1.1.1. Preface
It has been more than four years since I started writing the Terraform Tutorial. During these four years, many things have happened, and both HashiCorp and Terraform have undergone numerous changes. I have primarily worked on the Terraform Module ecosystem during this period, and have increasingly realized that modules are the most important part of the Terraform ecosystem. After much consideration, I decided to compile the experiences and lessons accumulated over these years into a book to help subsequent developers, especially Chinese developers, better use Terraform.
1.1.1.1. What is a Terraform Module
Terraform modules are independent Infrastructure as Code snippets that abstract the underlying complexity of infrastructure deployment. Terraform users can accelerate IaC adoption through pre-built configuration code and lower the barrier to entry. Therefore, module authors should strive to follow code best practices such as clear code structure and the DRY ("Don't Repeat Yourself") principle.
Essentially, a Terraform Module is a directory containing multiple Terraform configuration files, typically used to encapsulate a group of related resources and configurations for reuse and sharing. Modules help users better organize and manage Terraform code, improving code readability and maintainability.
Important Note: This book assumes readers are already familiar with basic Terraform usage skills and will not elaborate on these foundational concepts.
1.1.1.2. What is Azure Verified Module
Azure Verified Modules (AVM) is an official open-source project launched by Microsoft, aimed at establishing unified standards for Infrastructure as Code (IaC) modules and improving the consistency, reliability, and maintainability of Azure resource deployment.
AVM provides predefined, reusable IaC modules developed and supported by Microsoft, applicable to both Bicep and Terraform. These modules follow Microsoft's best practices and architectural specifications (such as the Well-Architected Framework, WAF), helping users quickly and securely deploy Azure resources and architectural patterns.

DATASET CONTENT:
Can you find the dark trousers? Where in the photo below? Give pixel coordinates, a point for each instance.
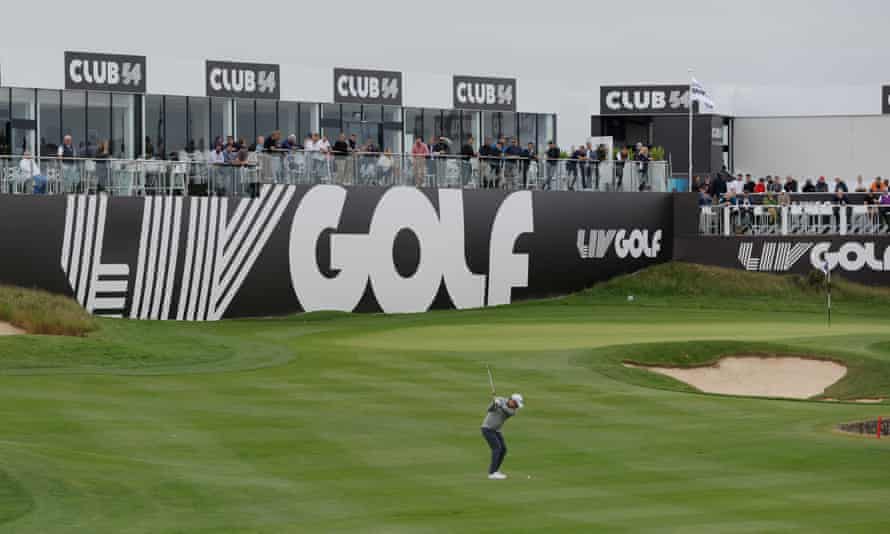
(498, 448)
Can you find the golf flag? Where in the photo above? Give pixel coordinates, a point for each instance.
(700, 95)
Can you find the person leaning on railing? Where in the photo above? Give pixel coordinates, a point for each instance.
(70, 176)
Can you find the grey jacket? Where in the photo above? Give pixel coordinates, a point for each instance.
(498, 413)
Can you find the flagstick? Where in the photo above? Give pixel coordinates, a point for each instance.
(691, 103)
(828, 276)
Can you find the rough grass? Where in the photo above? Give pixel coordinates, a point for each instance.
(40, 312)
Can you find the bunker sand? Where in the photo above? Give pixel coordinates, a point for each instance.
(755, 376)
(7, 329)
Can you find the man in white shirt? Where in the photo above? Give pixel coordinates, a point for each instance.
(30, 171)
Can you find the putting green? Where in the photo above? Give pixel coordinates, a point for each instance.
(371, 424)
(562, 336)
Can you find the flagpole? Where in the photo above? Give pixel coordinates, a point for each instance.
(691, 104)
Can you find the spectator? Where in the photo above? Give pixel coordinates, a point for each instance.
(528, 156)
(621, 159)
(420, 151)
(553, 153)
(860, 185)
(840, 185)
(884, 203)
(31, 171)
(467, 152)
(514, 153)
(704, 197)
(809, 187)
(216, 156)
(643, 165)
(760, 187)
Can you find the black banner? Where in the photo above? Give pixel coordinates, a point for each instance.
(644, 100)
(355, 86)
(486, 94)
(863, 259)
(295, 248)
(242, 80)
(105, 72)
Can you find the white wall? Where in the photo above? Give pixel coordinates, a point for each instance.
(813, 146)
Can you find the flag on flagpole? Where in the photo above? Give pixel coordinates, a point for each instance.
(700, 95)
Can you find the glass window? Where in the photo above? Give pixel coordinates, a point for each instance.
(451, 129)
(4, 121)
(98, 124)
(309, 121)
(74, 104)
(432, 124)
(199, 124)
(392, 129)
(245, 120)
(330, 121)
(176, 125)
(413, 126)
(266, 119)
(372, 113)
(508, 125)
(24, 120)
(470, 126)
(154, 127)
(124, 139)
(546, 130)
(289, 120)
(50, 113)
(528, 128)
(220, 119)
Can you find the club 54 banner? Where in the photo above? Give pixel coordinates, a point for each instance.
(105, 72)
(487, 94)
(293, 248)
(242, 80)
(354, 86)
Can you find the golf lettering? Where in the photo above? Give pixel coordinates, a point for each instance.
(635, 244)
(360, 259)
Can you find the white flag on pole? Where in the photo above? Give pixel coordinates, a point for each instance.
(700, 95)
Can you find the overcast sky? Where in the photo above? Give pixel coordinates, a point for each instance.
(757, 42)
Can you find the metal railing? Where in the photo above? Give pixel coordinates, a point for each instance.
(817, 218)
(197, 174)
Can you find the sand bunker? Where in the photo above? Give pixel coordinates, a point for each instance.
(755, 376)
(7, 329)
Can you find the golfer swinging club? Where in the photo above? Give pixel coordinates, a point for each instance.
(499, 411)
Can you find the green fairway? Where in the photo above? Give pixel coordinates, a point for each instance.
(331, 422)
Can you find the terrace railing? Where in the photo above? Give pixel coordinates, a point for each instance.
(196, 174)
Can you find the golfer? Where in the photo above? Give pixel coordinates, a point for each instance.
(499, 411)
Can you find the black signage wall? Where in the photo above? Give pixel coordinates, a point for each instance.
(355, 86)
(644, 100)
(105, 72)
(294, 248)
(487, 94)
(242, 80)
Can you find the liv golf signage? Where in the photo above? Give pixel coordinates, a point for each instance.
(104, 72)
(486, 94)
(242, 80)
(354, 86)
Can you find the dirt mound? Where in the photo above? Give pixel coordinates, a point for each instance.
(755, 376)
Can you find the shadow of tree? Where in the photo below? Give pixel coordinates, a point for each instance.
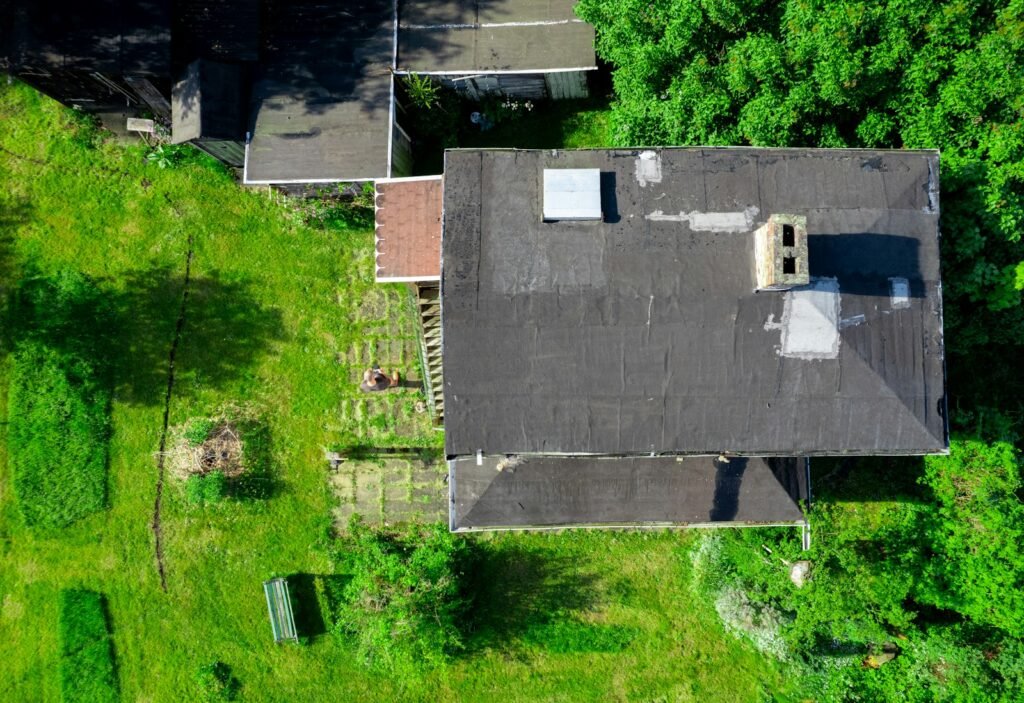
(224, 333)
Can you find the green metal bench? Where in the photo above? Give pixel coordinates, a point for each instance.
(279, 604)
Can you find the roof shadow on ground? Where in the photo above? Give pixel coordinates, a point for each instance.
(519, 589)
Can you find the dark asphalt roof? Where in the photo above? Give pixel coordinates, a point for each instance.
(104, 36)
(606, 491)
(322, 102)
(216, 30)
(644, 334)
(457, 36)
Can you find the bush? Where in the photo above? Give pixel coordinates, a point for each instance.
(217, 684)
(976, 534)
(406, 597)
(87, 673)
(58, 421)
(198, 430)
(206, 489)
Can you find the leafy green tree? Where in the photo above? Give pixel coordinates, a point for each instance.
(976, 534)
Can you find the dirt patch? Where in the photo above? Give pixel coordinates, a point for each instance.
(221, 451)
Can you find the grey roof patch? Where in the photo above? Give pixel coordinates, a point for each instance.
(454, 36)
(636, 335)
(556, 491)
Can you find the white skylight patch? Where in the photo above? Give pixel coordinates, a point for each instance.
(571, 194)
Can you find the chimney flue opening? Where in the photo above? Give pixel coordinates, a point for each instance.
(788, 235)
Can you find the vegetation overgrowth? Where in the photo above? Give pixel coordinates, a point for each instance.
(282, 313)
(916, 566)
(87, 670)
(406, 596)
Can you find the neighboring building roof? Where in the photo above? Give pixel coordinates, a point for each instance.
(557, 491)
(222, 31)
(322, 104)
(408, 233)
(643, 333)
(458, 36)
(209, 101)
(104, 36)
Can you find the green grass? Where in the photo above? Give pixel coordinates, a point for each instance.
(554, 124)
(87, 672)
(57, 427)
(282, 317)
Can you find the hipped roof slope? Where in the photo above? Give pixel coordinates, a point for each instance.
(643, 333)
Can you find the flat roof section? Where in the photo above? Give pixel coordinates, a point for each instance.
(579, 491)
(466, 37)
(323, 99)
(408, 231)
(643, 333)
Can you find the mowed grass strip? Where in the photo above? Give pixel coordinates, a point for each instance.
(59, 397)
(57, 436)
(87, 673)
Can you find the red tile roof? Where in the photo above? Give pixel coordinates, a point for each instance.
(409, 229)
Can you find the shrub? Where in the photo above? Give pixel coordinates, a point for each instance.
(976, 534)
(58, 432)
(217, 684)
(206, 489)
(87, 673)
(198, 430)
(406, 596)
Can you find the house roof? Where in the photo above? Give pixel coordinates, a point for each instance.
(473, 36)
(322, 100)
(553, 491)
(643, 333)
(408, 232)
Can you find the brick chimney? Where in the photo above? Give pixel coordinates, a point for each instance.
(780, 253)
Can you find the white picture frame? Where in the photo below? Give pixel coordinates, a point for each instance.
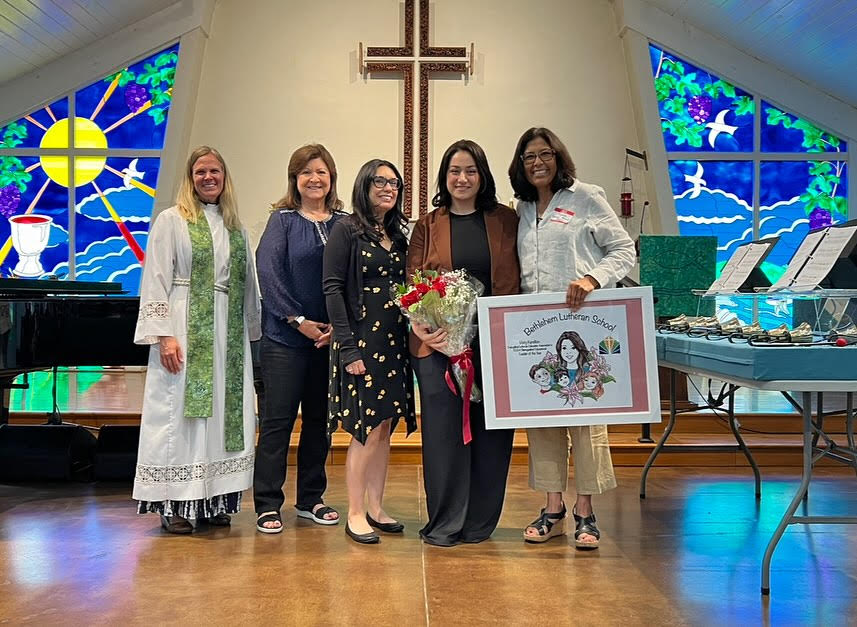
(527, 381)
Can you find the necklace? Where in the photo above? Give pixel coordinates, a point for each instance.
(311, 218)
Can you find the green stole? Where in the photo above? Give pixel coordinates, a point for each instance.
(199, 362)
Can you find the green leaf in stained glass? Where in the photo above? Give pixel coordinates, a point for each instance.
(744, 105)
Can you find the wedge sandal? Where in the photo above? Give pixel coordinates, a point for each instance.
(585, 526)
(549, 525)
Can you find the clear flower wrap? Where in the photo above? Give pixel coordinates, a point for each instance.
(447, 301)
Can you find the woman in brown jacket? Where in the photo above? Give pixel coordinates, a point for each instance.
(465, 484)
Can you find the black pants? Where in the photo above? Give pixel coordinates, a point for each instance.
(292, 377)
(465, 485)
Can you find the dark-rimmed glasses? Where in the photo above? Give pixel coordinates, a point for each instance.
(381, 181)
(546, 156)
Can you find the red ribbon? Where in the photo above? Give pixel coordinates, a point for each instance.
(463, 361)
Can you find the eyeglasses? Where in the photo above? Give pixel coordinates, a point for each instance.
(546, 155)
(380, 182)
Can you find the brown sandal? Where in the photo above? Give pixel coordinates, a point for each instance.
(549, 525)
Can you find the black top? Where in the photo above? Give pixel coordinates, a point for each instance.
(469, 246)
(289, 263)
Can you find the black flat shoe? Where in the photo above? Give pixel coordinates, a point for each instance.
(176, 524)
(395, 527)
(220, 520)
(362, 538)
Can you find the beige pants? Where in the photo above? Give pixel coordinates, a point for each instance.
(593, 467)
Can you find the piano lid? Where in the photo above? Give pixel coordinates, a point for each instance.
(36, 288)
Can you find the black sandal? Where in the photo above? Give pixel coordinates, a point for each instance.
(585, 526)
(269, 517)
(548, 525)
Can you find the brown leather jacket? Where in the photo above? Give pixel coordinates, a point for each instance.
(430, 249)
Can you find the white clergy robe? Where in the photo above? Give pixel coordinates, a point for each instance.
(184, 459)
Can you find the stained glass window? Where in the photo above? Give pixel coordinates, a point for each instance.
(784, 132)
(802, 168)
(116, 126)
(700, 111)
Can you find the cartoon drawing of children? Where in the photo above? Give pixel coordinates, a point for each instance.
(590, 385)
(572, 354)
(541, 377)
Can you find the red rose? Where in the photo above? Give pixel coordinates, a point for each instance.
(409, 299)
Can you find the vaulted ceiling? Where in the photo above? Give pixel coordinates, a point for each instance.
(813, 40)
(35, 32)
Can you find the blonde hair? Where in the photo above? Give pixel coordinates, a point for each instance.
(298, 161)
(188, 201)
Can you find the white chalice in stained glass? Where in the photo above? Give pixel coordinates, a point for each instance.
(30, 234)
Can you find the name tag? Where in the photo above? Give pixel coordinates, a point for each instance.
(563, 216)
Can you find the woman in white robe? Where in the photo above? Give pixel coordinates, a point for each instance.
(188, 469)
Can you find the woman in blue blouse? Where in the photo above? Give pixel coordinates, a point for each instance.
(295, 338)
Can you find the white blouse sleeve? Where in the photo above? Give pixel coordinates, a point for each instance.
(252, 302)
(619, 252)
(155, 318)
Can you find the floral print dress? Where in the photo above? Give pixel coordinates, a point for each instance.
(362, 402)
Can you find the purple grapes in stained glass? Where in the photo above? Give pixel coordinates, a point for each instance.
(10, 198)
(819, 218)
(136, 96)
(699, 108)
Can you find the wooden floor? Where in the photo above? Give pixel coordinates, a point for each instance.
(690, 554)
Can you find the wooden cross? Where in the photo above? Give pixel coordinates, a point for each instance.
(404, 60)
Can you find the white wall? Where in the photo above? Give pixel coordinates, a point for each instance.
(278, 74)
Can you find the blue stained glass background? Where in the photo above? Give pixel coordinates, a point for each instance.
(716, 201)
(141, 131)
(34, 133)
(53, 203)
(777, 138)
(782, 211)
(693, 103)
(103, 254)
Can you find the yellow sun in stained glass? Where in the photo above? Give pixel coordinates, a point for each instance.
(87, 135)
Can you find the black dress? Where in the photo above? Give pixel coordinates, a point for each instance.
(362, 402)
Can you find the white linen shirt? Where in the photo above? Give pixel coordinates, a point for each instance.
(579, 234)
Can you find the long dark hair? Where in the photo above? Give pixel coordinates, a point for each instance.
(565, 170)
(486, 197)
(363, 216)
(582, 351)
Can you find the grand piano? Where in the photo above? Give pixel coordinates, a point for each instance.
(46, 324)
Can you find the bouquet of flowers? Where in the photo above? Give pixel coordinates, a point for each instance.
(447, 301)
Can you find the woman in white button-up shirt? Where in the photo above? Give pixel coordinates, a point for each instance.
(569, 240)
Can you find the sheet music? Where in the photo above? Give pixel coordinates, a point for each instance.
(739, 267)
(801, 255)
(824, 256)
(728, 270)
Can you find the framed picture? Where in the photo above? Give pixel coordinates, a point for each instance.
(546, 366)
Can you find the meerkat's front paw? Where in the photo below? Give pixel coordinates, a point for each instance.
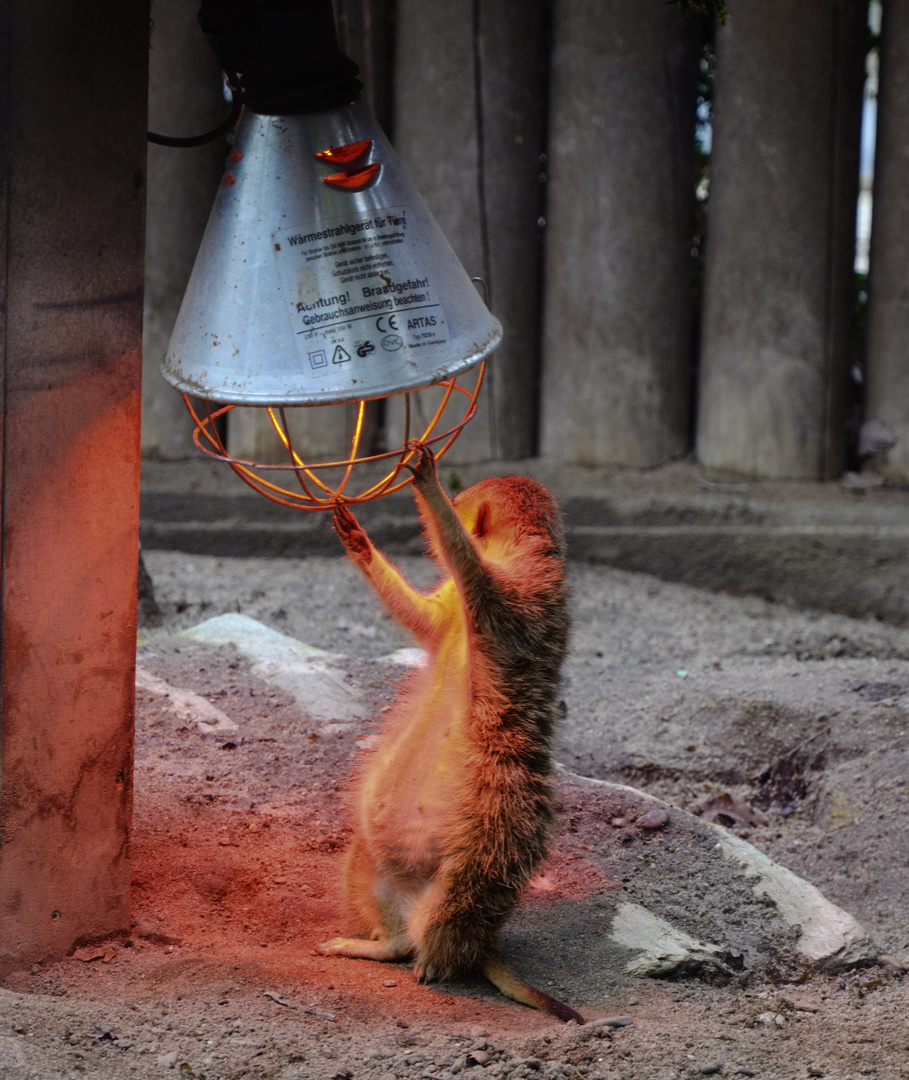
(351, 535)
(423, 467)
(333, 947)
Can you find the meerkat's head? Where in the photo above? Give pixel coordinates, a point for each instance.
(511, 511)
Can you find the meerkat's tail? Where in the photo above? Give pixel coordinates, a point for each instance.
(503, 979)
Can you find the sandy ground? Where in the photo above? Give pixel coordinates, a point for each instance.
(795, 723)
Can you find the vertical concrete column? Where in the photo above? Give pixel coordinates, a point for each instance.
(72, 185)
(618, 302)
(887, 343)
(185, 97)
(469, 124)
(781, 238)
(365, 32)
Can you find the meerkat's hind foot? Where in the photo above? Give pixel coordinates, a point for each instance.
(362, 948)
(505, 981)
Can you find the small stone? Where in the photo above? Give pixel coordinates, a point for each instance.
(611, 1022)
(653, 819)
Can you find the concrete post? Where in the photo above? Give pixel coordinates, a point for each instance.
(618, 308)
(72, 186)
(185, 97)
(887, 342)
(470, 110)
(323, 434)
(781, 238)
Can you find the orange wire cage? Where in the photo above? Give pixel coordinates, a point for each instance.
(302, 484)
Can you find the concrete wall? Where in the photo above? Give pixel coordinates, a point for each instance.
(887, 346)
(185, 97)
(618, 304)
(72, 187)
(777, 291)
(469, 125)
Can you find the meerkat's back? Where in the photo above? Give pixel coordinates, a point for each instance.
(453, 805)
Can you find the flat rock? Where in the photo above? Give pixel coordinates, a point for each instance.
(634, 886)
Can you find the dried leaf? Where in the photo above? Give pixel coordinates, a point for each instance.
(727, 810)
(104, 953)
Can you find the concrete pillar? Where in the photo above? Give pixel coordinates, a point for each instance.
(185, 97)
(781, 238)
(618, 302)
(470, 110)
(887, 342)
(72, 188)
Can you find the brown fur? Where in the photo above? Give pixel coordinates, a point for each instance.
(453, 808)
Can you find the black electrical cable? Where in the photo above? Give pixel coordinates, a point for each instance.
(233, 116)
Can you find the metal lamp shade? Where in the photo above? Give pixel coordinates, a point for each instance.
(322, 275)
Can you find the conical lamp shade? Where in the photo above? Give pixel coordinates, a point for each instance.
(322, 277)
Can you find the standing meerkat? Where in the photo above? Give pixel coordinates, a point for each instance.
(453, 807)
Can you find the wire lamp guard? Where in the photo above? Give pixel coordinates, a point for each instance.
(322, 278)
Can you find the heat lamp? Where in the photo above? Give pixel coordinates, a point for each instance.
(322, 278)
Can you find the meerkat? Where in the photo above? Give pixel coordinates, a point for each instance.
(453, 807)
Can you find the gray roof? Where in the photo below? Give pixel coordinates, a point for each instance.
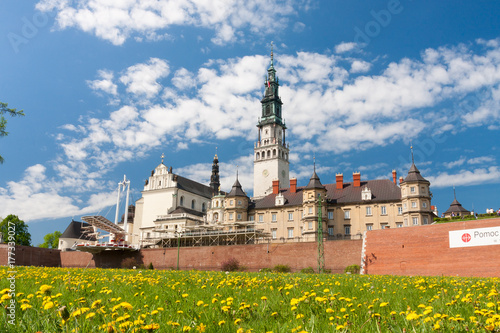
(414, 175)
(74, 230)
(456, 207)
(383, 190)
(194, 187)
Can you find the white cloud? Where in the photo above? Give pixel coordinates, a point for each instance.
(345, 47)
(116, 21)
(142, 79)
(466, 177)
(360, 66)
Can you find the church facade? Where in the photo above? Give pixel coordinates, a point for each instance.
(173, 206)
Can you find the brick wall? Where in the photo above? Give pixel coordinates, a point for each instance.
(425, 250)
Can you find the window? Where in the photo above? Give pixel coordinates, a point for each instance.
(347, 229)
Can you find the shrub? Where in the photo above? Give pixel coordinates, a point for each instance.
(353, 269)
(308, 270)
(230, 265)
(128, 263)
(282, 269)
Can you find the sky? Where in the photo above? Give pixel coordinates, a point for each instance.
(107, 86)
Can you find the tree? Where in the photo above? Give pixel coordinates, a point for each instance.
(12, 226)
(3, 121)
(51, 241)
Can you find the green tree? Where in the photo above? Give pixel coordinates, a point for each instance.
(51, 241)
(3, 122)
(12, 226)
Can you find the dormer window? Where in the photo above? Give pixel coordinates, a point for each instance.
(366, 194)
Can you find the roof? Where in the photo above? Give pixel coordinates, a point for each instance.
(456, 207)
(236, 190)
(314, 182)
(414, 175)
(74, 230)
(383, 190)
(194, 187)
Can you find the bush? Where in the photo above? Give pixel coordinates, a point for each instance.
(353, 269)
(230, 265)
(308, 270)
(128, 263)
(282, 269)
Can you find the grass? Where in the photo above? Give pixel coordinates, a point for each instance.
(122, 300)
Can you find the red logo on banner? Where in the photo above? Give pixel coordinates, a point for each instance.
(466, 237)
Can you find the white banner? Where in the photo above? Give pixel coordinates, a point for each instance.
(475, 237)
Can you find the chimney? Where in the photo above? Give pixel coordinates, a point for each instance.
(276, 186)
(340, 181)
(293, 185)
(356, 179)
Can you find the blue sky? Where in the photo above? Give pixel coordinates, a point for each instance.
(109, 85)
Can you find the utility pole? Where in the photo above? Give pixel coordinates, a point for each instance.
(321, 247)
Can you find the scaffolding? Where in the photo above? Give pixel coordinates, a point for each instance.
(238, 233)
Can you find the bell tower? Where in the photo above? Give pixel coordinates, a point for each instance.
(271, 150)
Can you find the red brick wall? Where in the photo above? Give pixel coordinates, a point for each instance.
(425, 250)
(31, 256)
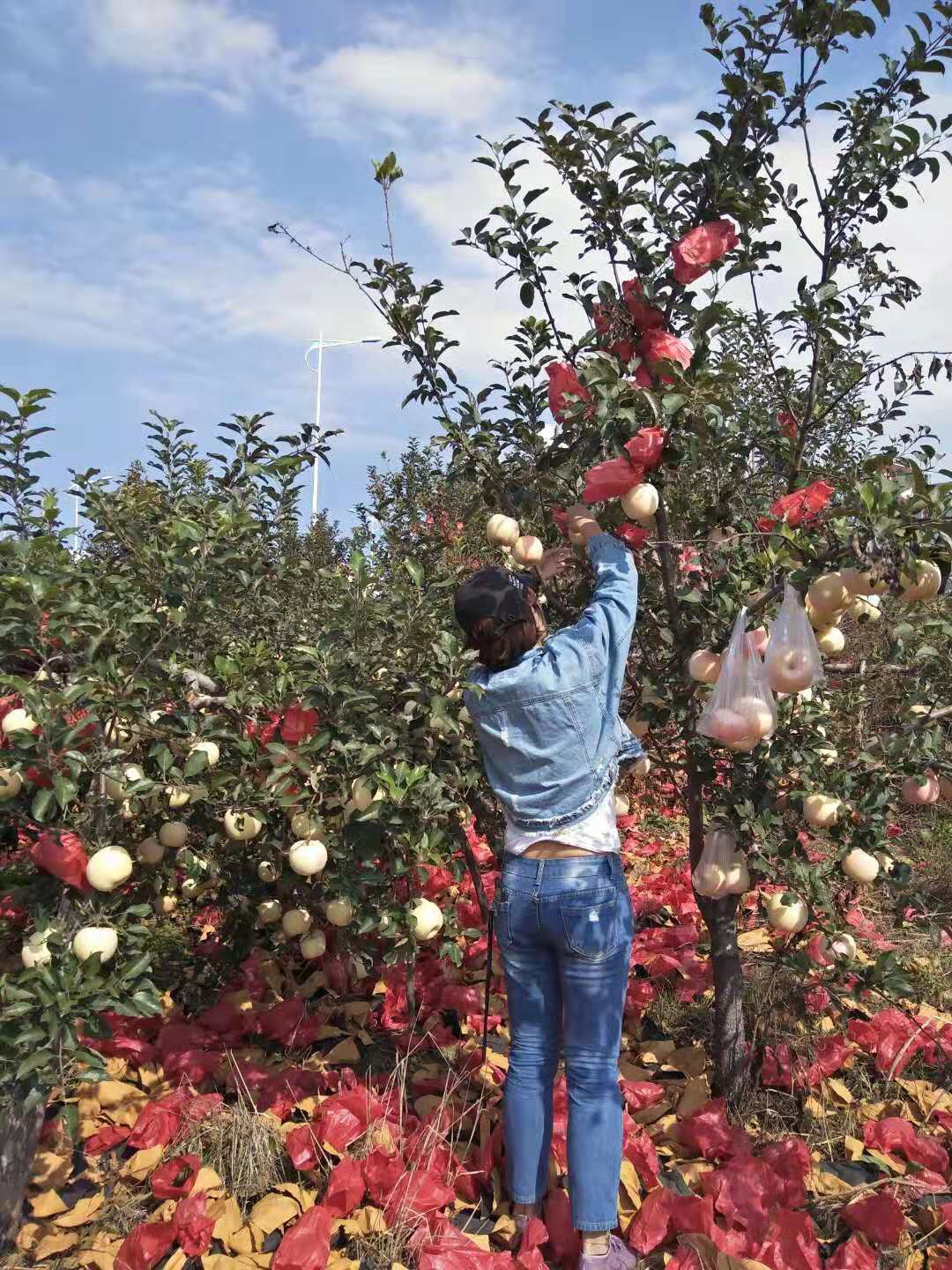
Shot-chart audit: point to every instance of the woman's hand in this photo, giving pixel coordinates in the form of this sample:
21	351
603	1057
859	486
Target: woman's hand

GOAL OF THE EXERCISE:
Reproduce the passage of the Terraform module text between "Essentially, a Terraform" and "Azure resource deployment.", inclusive.

ANSWER FOR THIS EXERCISE:
Essentially, a Terraform Module is a directory containing multiple Terraform configuration files, typically used to encapsulate a group of related resources and configurations for reuse and sharing. Modules help users better organize and manage Terraform code, improving code readability and maintainability.
Important Note: This book assumes readers are already familiar with basic Terraform usage skills and will not elaborate on these foundational concepts.
1.1.1.2. What is Azure Verified Module
Azure Verified Modules (AVM) is an official open-source project launched by Microsoft, aimed at establishing unified standards for Infrastructure as Code (IaC) modules and improving the consistency, reliability, and maintainability of Azure resource deployment.